■ EXTRACT TO READ:
########

MacNeil was denied parole when he first became eligible in 1985 and again in 1986. In its denial dated July 14, 1986, the full parole board noted that MacNeil was still in maximum security and that he lacked a pre-release plan and a solid record of accomplishment while incarcerated. However, even though these circumstances remained unchanged, on January 22, 1987, a panel of the parole board recommended that MacNeil be paroled to a deportation warrant. On April 6, 1987, the parole board paroled MacNeil to the custody of the INS for deporta[30]*30tion to Canada, with only two conditions: that he report by mail to the Massachusetts Parole Board, on a quarterly basis and that he not return to the United States. On April 28, 1987, he was deported to Canada.

MacNeil returned to the United States, and was arrested on September 11, 1987, for violating parole. However, on January 14, 1988, a judge of the Superior Court ruled that by paroling MacNeil to the INS rather than to Canadian authorities under G. L. c. 127, § 97B, the parole board had surrendered MacNeil to the authority of the INS and had lost jurisdiction over him. As a result of this ruling, MacNeil was released from State custody and transferred to the INS, which deported him to Canada a second time.

########

■ TASK REQUIREMENTS:
A. Decide whether each statement below agrees with the text on MacNeil's parole. For each, answer yes or no and quote the words of the text that decide it. (i) MacNeil was denied parole in both 1985 and 1986. (ii) The parole board paroled MacNeil to Canadian authorities. (iii) After the Superior Court ruling, MacNeil stayed in State custody.
B. Retype the part of the text on MacNeil's parole from "MacNeil returned to" to "a second time.".

■ SUPPLIED ENTRIES:

########

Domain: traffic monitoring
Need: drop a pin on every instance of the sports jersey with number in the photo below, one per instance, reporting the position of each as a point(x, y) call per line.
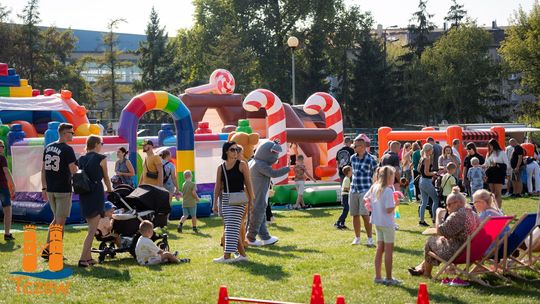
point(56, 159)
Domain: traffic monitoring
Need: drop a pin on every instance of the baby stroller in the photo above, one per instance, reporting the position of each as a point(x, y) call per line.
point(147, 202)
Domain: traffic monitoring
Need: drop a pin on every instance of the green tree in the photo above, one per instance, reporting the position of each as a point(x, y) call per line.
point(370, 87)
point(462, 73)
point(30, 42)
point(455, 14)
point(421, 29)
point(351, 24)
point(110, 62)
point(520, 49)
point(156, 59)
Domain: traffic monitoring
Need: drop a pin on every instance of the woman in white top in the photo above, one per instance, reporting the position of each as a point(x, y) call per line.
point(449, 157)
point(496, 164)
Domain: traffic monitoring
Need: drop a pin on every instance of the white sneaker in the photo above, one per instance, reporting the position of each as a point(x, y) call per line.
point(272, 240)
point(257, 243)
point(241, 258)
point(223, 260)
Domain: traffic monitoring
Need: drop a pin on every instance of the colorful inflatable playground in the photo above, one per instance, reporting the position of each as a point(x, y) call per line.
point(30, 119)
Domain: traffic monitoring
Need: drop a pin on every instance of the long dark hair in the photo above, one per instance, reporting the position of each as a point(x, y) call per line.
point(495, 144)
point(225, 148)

########

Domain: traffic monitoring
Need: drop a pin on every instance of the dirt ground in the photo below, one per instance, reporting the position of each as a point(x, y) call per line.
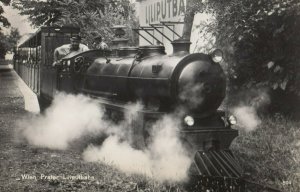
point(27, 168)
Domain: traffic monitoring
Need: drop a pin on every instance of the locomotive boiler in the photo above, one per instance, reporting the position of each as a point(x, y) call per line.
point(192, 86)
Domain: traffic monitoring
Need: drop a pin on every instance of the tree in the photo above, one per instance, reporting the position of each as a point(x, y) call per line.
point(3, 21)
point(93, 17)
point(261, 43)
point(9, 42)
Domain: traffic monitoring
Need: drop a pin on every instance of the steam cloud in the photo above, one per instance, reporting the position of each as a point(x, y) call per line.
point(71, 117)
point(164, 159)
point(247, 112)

########

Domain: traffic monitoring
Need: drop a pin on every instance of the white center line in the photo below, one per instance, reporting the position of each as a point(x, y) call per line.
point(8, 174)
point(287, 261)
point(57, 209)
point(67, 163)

########

■ ANSWERS BELOW:
A.
(i) Yes: "MacNeil was denied parole when he first became eligible in 1985 and again in 1986."
(ii) No: "by paroling MacNeil to the INS rather than to Canadian authorities"
(iii) No: "MacNeil was released from State custody and transferred to the INS"

B.
MacNeil returned to the United States, and was arrested on September 11, 1987, for violating parole. However, on January 14, 1988, a judge of the Superior Court ruled that by paroling MacNeil to the INS rather than to Canadian authorities under G. L. c. 127, § 97B, the parole board had surrendered MacNeil to the authority of the INS and had lost jurisdiction over him. As a result of this ruling, MacNeil was released from State custody and transferred to the INS, which deported him to Canada a second time.